→ Objective
Swap "simplified polygon" for "reduced polygon" everywhere in the data below, keeping everything else the same. Leave the pictures out of your copy.

......

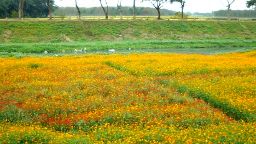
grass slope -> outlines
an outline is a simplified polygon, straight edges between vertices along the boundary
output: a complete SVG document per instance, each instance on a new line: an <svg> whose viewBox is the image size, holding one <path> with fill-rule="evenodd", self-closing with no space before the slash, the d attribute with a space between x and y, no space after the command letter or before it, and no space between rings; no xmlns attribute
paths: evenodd
<svg viewBox="0 0 256 144"><path fill-rule="evenodd" d="M0 52L256 46L254 22L0 22Z"/></svg>

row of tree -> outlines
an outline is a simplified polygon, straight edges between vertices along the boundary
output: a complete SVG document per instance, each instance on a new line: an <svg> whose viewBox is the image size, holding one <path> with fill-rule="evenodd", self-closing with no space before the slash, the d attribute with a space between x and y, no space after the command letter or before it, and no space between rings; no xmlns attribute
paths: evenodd
<svg viewBox="0 0 256 144"><path fill-rule="evenodd" d="M54 0L1 0L2 3L0 3L0 17L8 17L10 15L17 15L18 11L19 17L21 19L24 17L24 15L30 17L44 17L49 15L50 19L51 19L52 11L56 9L54 7ZM106 19L108 19L109 7L108 5L107 1L108 0L99 0L101 7L102 8ZM121 19L123 17L123 12L121 7L121 0L118 0L117 8L119 11ZM161 11L160 9L163 7L166 3L173 3L177 2L180 4L181 8L181 17L183 18L183 9L185 7L186 0L137 0L137 1L149 1L150 2L154 7L158 13L158 19L161 19ZM228 19L230 17L230 8L231 4L235 0L225 0L227 1L226 7L228 8ZM102 3L104 1L104 3ZM136 17L136 0L133 0L132 14L133 19ZM74 1L75 7L77 9L79 17L80 19L81 11L77 3L77 0ZM246 2L247 7L256 7L256 0L249 0ZM17 10L17 9L18 10Z"/></svg>
<svg viewBox="0 0 256 144"><path fill-rule="evenodd" d="M56 8L54 0L1 0L0 17L47 17Z"/></svg>
<svg viewBox="0 0 256 144"><path fill-rule="evenodd" d="M123 15L124 16L131 16L133 15L133 8L132 7L121 7ZM155 8L149 7L136 7L135 11L138 16L155 16L158 15ZM81 15L83 16L104 16L101 7L80 8ZM165 9L160 10L161 14L164 16L173 15L174 11ZM110 7L108 8L109 16L116 16L120 15L120 11L117 7ZM75 7L61 7L59 8L54 13L55 16L75 16L77 15L77 9Z"/></svg>

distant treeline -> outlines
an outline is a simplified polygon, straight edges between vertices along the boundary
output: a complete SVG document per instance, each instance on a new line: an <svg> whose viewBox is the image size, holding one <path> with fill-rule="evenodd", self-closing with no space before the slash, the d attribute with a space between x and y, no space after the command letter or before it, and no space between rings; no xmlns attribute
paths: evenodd
<svg viewBox="0 0 256 144"><path fill-rule="evenodd" d="M82 16L104 16L101 7L79 8ZM109 7L108 14L110 16L118 16L120 15L119 10L117 7ZM124 16L131 16L133 14L132 8L129 7L122 7ZM136 15L138 16L156 16L158 12L155 8L136 7ZM165 9L161 9L162 16L171 16L176 11ZM78 15L77 9L74 7L61 7L54 12L55 16L75 16Z"/></svg>
<svg viewBox="0 0 256 144"><path fill-rule="evenodd" d="M256 17L256 10L232 10L230 11L231 17ZM220 10L213 12L214 17L226 17L227 10Z"/></svg>
<svg viewBox="0 0 256 144"><path fill-rule="evenodd" d="M82 16L104 16L104 14L101 7L80 8ZM124 16L132 15L132 8L130 7L122 7ZM173 16L177 11L165 9L161 9L162 16ZM157 16L158 12L155 8L148 7L137 7L136 8L137 16ZM119 11L116 7L109 8L109 15L110 16L118 16L120 15ZM220 10L213 11L213 13L185 13L188 15L202 16L207 17L226 17L227 10ZM78 15L77 9L74 7L60 7L54 12L55 16L75 16ZM231 17L256 17L256 10L235 10L231 11Z"/></svg>

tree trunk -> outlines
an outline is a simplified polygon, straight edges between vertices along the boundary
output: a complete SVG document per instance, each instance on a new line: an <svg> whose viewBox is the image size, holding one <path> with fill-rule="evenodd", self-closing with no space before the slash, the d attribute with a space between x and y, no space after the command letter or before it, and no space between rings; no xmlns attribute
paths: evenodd
<svg viewBox="0 0 256 144"><path fill-rule="evenodd" d="M182 3L182 19L183 20L184 19L184 13L183 13L183 10L184 10L184 7L185 7L185 1L181 2Z"/></svg>
<svg viewBox="0 0 256 144"><path fill-rule="evenodd" d="M101 7L102 8L104 13L105 14L105 19L107 20L108 19L108 3L107 3L106 0L105 0L105 2L106 2L106 4L107 4L107 10L106 10L104 7L102 5L102 3L101 3L101 0L100 0Z"/></svg>
<svg viewBox="0 0 256 144"><path fill-rule="evenodd" d="M156 10L158 11L158 20L161 20L161 13L160 12L160 8L158 8L156 9Z"/></svg>
<svg viewBox="0 0 256 144"><path fill-rule="evenodd" d="M135 1L133 0L133 20L135 20L136 19L136 9L135 9Z"/></svg>
<svg viewBox="0 0 256 144"><path fill-rule="evenodd" d="M235 2L235 0L233 0L232 2L229 3L229 0L228 0L228 20L230 20L230 5Z"/></svg>
<svg viewBox="0 0 256 144"><path fill-rule="evenodd" d="M230 5L228 7L228 20L230 20Z"/></svg>
<svg viewBox="0 0 256 144"><path fill-rule="evenodd" d="M79 8L77 6L77 0L75 0L75 7L77 7L78 11L78 19L81 20L81 11L80 11Z"/></svg>
<svg viewBox="0 0 256 144"><path fill-rule="evenodd" d="M121 20L123 20L123 11L122 11L122 10L121 10L121 3L122 2L122 0L121 0L121 1L120 2L120 4L118 5L119 3L119 1L118 1L118 5L117 5L117 7L118 8L118 9L119 10L119 12L120 12L120 19Z"/></svg>
<svg viewBox="0 0 256 144"><path fill-rule="evenodd" d="M51 20L51 5L50 5L49 0L47 0L47 7L48 7L49 10L49 17L50 20Z"/></svg>
<svg viewBox="0 0 256 144"><path fill-rule="evenodd" d="M24 18L24 9L25 0L19 0L19 18Z"/></svg>

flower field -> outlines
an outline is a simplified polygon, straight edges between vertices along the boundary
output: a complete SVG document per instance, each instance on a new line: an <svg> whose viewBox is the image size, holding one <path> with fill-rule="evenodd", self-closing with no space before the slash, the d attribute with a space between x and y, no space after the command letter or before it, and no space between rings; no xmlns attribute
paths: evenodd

......

→ Complete response
grass slope -> outlines
an outline is a reduced polygon, straight edges between vertices along the boundary
output: a complete SVG document per instance, each instance on a new line: an <svg> whose viewBox is the image size, holding one <path> with fill-rule="evenodd", self-closing with no space before the slash, the d attribute with a space between x and y, no space after the command letter or before it, and no space between rings; no xmlns attribute
paths: evenodd
<svg viewBox="0 0 256 144"><path fill-rule="evenodd" d="M0 52L256 46L254 22L0 22Z"/></svg>

row of tree -> outlines
an outline is a reduced polygon, straight edges between vertices along the boundary
output: a complete SVG document per instance, each instance on a new line: an <svg> whose viewBox is the image size, holding one <path> with fill-rule="evenodd", self-closing with no space before the slash, the d attribute with a space between x and y, no space after the command letter or before it, and no space between rings; no xmlns attribute
paths: evenodd
<svg viewBox="0 0 256 144"><path fill-rule="evenodd" d="M54 0L1 0L2 3L0 3L0 17L8 17L10 15L17 15L18 11L19 17L21 19L24 17L24 15L30 17L44 17L49 15L50 19L51 19L52 11L56 9L54 7ZM106 19L108 19L109 7L108 5L107 1L108 0L99 0L101 7L102 8ZM121 19L123 17L123 12L121 7L121 0L118 0L117 8L119 11ZM161 11L160 9L163 7L166 3L173 3L177 2L180 4L181 8L181 17L183 18L183 9L185 7L186 0L137 0L137 1L149 1L150 2L154 7L158 13L158 19L161 19ZM228 19L230 17L230 8L231 4L235 0L225 0L227 1L226 7L228 8ZM102 3L104 1L104 3ZM136 17L136 0L133 0L132 14L133 19ZM74 1L75 7L77 9L79 17L80 19L81 11L77 3L77 0ZM246 2L247 7L256 7L256 0L249 0ZM17 10L17 9L18 10Z"/></svg>
<svg viewBox="0 0 256 144"><path fill-rule="evenodd" d="M56 8L54 0L1 0L0 17L47 17Z"/></svg>
<svg viewBox="0 0 256 144"><path fill-rule="evenodd" d="M123 15L124 16L131 16L133 15L133 8L132 7L121 7ZM155 8L149 7L136 7L135 11L138 16L155 16L158 15ZM81 15L83 16L104 16L101 7L80 8ZM165 9L160 10L161 14L164 16L173 15L174 11ZM110 7L108 8L109 16L116 16L120 15L120 11L117 7ZM75 7L61 7L59 8L54 13L55 16L75 16L77 15L77 9Z"/></svg>

distant treeline -> outlines
an outline is a reduced polygon, straight edges between vertices along the boundary
output: a complete SVG document per instance, each instance on a new line: an <svg> whose viewBox is the image size, holding one <path> with fill-rule="evenodd", self-closing with no space before the slash, the d attribute with a space between x and y, no space after the command letter or before it, and no space between rings; no xmlns attribute
paths: evenodd
<svg viewBox="0 0 256 144"><path fill-rule="evenodd" d="M82 16L104 16L101 7L79 8ZM109 7L108 14L110 16L118 16L120 15L119 10L117 7ZM124 16L131 16L133 14L132 8L129 7L122 7ZM136 15L138 16L156 16L158 12L155 8L136 7ZM165 9L161 9L162 16L171 16L176 11ZM78 15L77 9L74 7L61 7L54 12L55 16L75 16Z"/></svg>
<svg viewBox="0 0 256 144"><path fill-rule="evenodd" d="M256 17L256 10L232 10L230 11L231 17ZM220 10L213 12L214 17L226 17L227 10Z"/></svg>
<svg viewBox="0 0 256 144"><path fill-rule="evenodd" d="M82 16L104 16L104 14L101 7L80 8ZM124 16L132 15L132 8L130 7L122 7ZM173 16L177 11L165 9L161 9L162 16ZM157 16L158 12L155 8L148 7L137 7L136 8L137 16ZM119 11L116 7L109 8L109 15L110 16L118 16L120 15ZM220 10L213 11L213 13L185 13L188 15L202 16L207 17L226 17L227 10ZM78 15L77 9L74 7L60 7L54 12L55 16L75 16ZM231 17L256 17L256 10L235 10L231 11Z"/></svg>

tree trunk -> outlines
an outline is a reduced polygon, straight edges between vertices along the boundary
output: a complete SVG document per instance, each instance on a new line: an <svg> whose viewBox is the image size, holding one <path> with fill-rule="evenodd", self-closing with no space before the slash, the d attribute with a space between x and y, no space after the command letter or before it, and no space between rings; no xmlns attribute
paths: evenodd
<svg viewBox="0 0 256 144"><path fill-rule="evenodd" d="M182 3L182 19L183 20L184 19L184 13L183 13L183 10L184 10L184 7L185 7L185 1L181 2Z"/></svg>
<svg viewBox="0 0 256 144"><path fill-rule="evenodd" d="M101 7L102 8L104 13L105 14L105 19L107 20L108 19L108 3L107 3L106 0L105 0L105 2L106 2L106 4L107 4L107 10L106 10L104 7L102 5L102 3L101 3L101 0L100 0Z"/></svg>
<svg viewBox="0 0 256 144"><path fill-rule="evenodd" d="M156 10L158 11L158 20L161 20L161 13L160 12L160 8L158 8L156 9Z"/></svg>
<svg viewBox="0 0 256 144"><path fill-rule="evenodd" d="M135 1L133 0L133 20L135 20L136 19L136 9L135 9Z"/></svg>
<svg viewBox="0 0 256 144"><path fill-rule="evenodd" d="M235 2L235 0L233 0L232 2L229 3L229 0L228 0L228 20L230 20L230 5Z"/></svg>
<svg viewBox="0 0 256 144"><path fill-rule="evenodd" d="M230 5L228 7L228 20L230 20Z"/></svg>
<svg viewBox="0 0 256 144"><path fill-rule="evenodd" d="M79 8L77 6L77 0L75 0L75 7L77 7L78 11L78 19L81 20L81 11L80 11Z"/></svg>
<svg viewBox="0 0 256 144"><path fill-rule="evenodd" d="M121 20L123 20L123 11L122 11L122 10L121 10L121 3L122 2L122 0L121 0L121 1L120 2L120 4L118 5L119 3L119 1L118 1L118 5L117 5L117 7L118 8L118 9L119 10L119 12L120 12L120 19Z"/></svg>
<svg viewBox="0 0 256 144"><path fill-rule="evenodd" d="M51 20L51 5L50 5L49 0L47 0L47 7L48 7L49 10L49 17L50 20Z"/></svg>
<svg viewBox="0 0 256 144"><path fill-rule="evenodd" d="M24 18L24 9L25 0L19 0L19 18Z"/></svg>

flower field -> outlines
an outline is a reduced polygon, straight edges between vertices along the boundary
output: a complete SVG document per instance, each instance on a new line: an <svg> whose viewBox is the image size, holding one <path> with fill-rule="evenodd", self-closing with no space before the slash, the d attribute with a space between x and y, no space after the command letter or before it, and no space between rings; no xmlns attribute
paths: evenodd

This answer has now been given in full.